-- Begin --

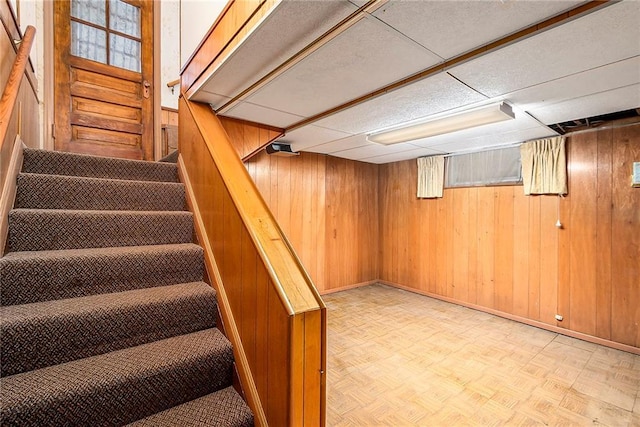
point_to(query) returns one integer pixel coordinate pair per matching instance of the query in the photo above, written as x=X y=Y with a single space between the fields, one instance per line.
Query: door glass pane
x=124 y=18
x=88 y=42
x=93 y=11
x=124 y=52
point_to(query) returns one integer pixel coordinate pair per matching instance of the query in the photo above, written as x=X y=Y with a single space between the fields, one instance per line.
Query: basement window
x=484 y=168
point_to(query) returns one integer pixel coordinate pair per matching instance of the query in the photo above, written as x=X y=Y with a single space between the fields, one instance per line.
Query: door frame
x=48 y=83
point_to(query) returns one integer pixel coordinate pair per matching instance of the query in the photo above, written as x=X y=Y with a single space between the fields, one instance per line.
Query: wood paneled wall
x=273 y=315
x=234 y=23
x=328 y=208
x=248 y=138
x=495 y=248
x=24 y=119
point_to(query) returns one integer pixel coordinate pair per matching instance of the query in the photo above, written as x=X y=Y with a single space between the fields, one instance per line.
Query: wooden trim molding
x=294 y=287
x=9 y=190
x=530 y=322
x=13 y=32
x=230 y=326
x=12 y=88
x=347 y=287
x=272 y=312
x=562 y=18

-- End --

* **Given instruction**:
Copy the listing above word for word, leaving out the pictures.

* **Task response**:
point_to(query) returns one integer pixel coordinate pair per matching instance of the query in the photo above, written as x=X y=Y with a single space between the fields, one instance per line.
Query: door glass pane
x=124 y=18
x=88 y=42
x=93 y=11
x=124 y=52
point_to(query) returns one integer pixel coordinate pair per matching instance of the query in the photo above, written as x=X y=Y with a single space between the fields, one instance per line.
Query: basement window
x=484 y=168
point_to(query) returns one integer pixel coordinate pair per matching instance of the query in the photo above, written as x=X y=Y with a single space between the fields, one instance per line.
Query: door frame
x=48 y=83
point_to(query) returns one integer pixel coordinate pair per matching instance of the query in the photo above, written as x=X y=Y with a single space between the fields, one instance per line.
Query: wood paneled wall
x=273 y=315
x=234 y=23
x=328 y=208
x=248 y=138
x=495 y=248
x=24 y=119
point_to(query) returns one integer pixel coordinate pair per matching instance of the query in the photo above, written as x=X y=Y with a single space between the fields, one instance per line.
Query: wooden trim molding
x=294 y=287
x=9 y=190
x=530 y=322
x=13 y=32
x=230 y=326
x=12 y=88
x=347 y=287
x=272 y=312
x=562 y=18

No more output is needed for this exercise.